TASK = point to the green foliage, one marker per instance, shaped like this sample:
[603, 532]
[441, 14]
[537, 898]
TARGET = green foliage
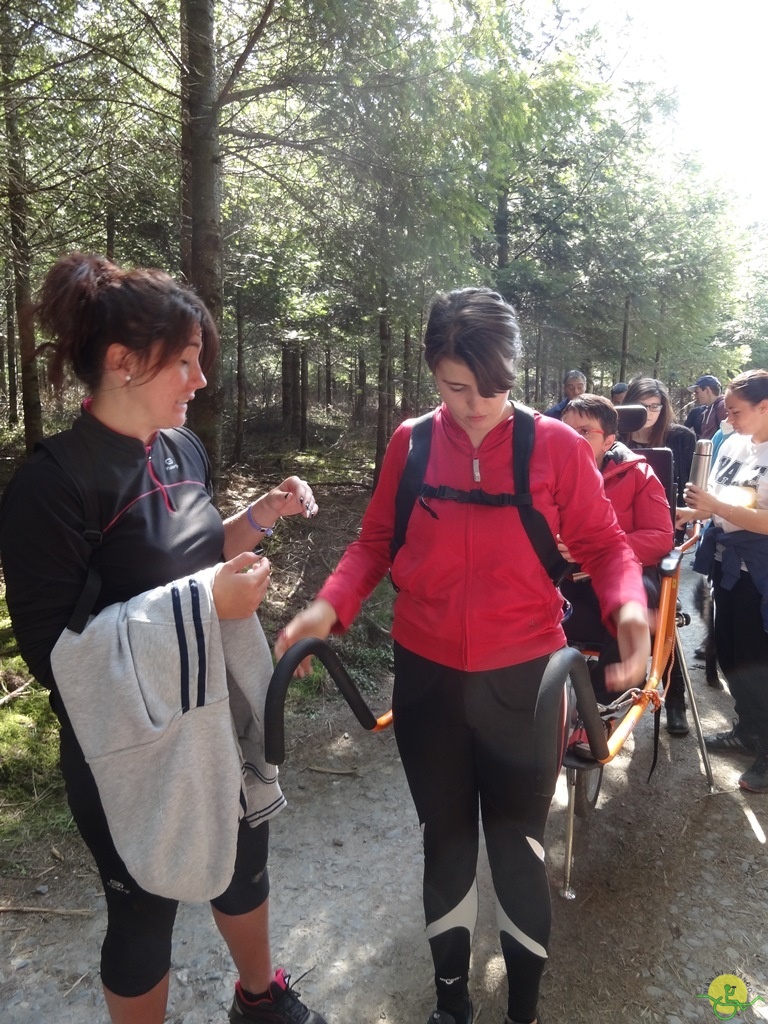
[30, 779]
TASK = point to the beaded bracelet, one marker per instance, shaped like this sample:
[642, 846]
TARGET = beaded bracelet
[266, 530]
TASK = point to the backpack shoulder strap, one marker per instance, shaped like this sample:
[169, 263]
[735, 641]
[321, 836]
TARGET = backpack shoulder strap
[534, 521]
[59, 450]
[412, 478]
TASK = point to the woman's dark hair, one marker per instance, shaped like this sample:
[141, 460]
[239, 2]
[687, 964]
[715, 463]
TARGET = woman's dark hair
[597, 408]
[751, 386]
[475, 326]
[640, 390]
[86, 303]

___

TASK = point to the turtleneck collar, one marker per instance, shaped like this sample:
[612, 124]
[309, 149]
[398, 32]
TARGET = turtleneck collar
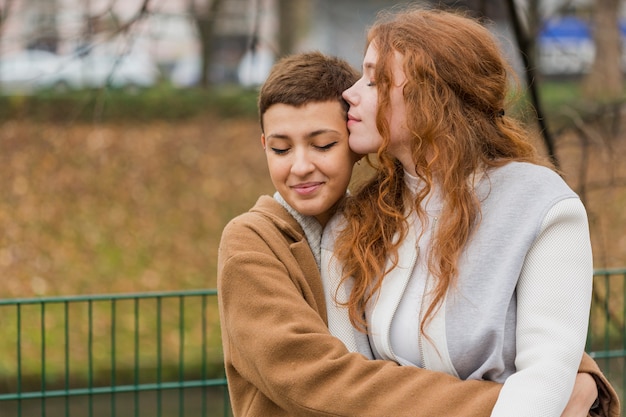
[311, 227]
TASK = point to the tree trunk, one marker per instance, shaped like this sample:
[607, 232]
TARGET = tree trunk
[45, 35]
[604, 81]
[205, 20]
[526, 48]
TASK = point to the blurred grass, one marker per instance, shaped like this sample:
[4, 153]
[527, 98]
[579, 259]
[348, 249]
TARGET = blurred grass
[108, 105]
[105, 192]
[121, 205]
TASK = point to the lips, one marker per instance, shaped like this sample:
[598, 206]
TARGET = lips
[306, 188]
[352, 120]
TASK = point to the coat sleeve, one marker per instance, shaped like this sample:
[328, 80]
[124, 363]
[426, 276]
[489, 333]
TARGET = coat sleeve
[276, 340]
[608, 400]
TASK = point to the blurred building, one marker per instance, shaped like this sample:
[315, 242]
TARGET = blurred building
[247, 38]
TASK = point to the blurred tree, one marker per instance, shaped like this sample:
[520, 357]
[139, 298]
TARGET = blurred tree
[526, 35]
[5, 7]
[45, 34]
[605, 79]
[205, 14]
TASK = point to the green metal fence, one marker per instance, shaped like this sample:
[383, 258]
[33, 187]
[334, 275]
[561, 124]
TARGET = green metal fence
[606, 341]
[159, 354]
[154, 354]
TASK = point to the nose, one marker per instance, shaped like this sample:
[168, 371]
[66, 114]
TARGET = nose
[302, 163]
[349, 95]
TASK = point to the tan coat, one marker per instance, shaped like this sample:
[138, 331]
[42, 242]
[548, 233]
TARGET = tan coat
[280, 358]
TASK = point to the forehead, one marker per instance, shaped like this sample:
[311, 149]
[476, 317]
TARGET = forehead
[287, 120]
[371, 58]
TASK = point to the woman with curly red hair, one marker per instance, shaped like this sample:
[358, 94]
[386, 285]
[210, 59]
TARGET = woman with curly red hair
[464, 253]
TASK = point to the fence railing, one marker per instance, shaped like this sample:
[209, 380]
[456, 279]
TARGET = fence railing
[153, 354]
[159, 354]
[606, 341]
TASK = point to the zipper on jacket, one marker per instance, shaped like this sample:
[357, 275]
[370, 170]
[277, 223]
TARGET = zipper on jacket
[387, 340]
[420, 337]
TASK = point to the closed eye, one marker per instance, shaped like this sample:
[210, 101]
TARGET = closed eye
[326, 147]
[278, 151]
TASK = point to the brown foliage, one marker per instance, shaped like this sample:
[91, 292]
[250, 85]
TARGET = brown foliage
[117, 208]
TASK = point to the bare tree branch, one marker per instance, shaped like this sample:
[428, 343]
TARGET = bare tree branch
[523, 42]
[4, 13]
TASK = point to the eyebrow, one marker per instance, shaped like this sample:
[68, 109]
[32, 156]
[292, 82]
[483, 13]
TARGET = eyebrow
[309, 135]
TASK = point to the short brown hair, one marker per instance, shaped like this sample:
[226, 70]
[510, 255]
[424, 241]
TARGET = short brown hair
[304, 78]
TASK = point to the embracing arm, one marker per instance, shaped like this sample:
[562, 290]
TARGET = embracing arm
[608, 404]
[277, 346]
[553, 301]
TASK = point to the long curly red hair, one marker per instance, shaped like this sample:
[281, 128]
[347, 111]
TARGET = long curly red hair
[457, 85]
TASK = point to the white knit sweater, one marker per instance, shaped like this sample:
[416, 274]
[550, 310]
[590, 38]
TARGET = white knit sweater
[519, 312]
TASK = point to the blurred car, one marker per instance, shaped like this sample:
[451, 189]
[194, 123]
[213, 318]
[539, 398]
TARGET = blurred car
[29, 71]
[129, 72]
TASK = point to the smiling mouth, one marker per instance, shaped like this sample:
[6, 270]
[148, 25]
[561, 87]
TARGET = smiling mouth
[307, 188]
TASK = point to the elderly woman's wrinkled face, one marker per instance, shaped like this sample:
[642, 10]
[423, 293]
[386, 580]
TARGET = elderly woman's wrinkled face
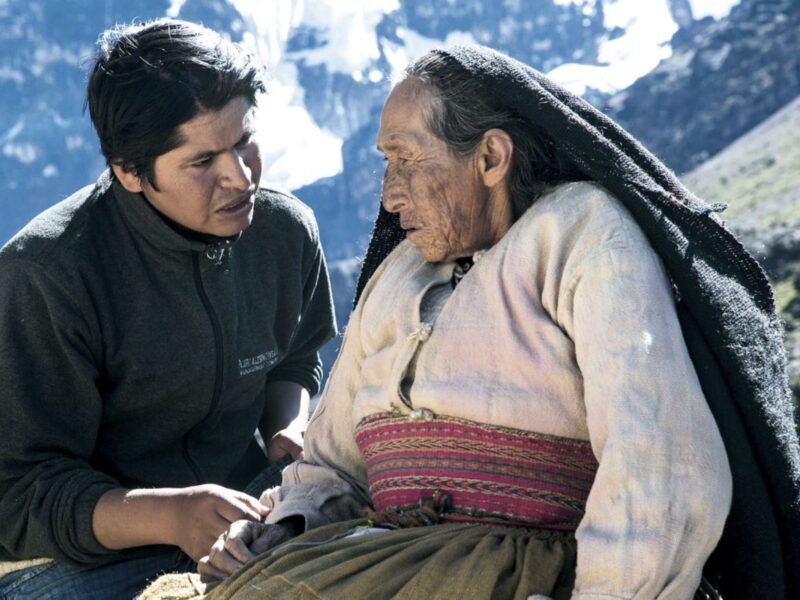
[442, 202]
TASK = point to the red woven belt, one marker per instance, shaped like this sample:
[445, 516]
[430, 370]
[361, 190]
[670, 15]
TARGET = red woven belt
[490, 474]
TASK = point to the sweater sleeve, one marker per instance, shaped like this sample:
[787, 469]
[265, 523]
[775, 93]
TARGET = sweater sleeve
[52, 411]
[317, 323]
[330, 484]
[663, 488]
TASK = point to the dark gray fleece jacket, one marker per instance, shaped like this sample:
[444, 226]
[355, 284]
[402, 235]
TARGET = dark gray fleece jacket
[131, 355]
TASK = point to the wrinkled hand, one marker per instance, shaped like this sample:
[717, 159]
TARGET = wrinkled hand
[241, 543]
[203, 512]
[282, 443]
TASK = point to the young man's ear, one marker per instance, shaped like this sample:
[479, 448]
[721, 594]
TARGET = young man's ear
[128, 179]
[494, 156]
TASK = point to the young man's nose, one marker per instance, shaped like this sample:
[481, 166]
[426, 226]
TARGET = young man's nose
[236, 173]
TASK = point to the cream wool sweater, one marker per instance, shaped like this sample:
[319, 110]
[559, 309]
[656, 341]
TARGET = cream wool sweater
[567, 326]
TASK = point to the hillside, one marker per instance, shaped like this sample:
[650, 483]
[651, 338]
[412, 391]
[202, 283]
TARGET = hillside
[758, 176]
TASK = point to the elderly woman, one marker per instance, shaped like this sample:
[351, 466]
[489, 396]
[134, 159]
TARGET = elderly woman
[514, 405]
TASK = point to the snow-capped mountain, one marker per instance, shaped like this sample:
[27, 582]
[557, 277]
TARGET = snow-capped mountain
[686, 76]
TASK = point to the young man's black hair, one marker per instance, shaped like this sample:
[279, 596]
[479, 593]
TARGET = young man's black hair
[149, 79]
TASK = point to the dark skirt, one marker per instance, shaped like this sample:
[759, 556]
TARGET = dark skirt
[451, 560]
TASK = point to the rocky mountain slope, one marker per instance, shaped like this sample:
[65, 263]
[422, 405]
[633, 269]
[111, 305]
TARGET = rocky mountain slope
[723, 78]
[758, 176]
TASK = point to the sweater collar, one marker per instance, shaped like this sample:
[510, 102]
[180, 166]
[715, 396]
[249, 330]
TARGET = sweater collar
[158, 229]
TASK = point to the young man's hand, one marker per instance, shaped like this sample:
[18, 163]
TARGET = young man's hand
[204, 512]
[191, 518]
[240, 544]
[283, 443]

___

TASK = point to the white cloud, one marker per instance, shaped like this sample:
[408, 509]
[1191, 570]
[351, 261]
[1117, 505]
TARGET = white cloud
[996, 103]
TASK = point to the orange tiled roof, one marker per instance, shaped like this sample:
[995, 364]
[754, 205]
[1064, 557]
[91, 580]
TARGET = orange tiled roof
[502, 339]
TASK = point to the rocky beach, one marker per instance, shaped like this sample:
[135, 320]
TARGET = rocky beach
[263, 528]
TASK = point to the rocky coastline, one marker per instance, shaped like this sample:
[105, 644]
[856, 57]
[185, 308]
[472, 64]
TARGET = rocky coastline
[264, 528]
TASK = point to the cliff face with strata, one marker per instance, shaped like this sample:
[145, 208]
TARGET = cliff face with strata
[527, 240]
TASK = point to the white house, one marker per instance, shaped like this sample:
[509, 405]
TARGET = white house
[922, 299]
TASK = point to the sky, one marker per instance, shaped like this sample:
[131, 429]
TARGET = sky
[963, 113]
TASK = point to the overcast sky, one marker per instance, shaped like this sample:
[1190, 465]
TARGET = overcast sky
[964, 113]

___

### PROBLEM REQUIREMENTS
Extract each line in the records that contains the string "brown". Case counts.

### SOLUTION BELOW
TASK = point to the brown foliage, one marker per instance, shaped like this sample:
TARGET = brown foliage
TASK = point to the short brown hair, one marker per instance, shaped like this sample:
TARGET = short brown hair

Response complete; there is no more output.